Job: Gather every line of the data below that contains the string "roof" and copy each one in full. Case counts when matching.

---------- Rows

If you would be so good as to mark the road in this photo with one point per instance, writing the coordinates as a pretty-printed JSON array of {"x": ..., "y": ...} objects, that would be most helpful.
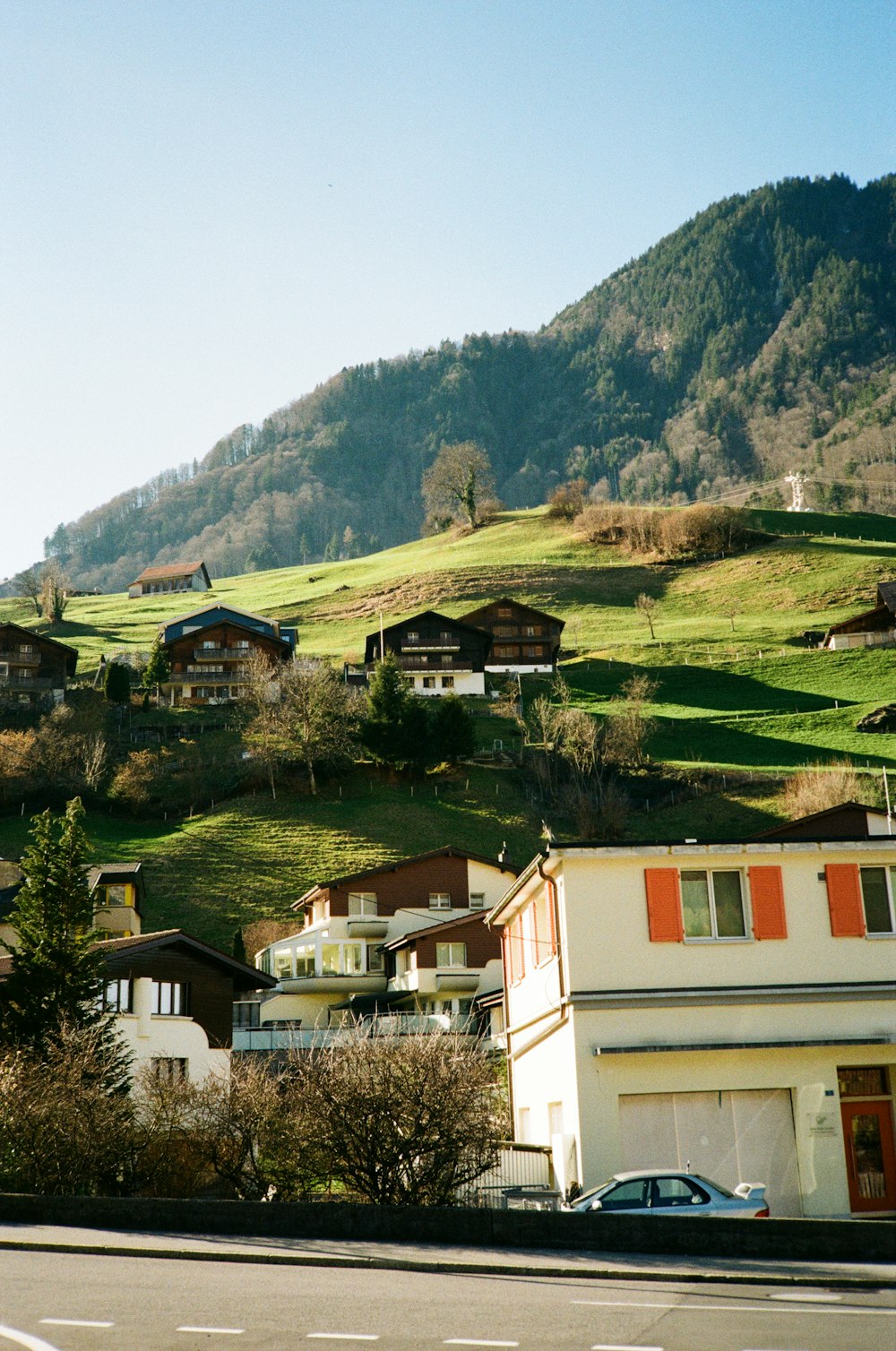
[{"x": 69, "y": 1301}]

--------------------
---------- Rows

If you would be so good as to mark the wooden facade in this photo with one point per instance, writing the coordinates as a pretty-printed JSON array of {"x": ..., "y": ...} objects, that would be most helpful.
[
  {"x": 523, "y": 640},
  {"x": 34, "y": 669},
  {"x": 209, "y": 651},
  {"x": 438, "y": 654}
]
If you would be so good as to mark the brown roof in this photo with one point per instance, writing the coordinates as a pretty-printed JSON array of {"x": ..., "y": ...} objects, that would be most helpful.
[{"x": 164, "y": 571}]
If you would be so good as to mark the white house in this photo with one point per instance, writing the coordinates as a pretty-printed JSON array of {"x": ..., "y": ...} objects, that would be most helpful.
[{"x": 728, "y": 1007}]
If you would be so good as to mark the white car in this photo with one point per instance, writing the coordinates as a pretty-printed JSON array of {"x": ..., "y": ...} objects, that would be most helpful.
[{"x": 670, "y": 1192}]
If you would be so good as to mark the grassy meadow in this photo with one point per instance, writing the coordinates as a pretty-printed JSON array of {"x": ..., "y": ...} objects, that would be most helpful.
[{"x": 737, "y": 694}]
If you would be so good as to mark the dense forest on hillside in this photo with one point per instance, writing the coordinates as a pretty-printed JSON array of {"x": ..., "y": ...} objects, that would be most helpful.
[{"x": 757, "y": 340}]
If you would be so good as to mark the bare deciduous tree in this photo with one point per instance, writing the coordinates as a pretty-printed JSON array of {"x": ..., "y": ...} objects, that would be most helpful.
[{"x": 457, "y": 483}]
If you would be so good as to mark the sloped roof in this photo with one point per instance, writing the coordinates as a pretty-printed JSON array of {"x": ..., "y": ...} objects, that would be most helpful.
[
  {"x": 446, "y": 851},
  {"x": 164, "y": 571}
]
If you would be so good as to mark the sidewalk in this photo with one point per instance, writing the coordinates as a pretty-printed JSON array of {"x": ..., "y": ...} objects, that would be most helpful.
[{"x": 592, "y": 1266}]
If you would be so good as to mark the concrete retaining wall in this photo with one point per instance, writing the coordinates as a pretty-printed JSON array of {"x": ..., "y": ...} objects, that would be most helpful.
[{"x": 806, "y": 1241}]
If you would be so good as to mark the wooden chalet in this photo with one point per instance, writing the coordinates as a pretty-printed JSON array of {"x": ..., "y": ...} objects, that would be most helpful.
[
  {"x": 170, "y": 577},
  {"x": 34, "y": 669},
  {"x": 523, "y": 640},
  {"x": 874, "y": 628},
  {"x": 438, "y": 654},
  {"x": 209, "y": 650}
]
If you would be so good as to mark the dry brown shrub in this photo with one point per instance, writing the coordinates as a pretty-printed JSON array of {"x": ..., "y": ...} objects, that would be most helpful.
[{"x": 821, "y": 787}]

--------------------

Result of this task:
If you would be so good as to mark the brown roof in this photo with one point per instance, writing the coordinates as a pretty-printed JSON array of {"x": ..., "y": ...} objects, that would be most helpful.
If you would be so good as to mark the sloped roof in this photo with one point per instance, writing the coordinates as a pretty-printed JSON array of {"x": ..., "y": ...} objects, that would be most helpful.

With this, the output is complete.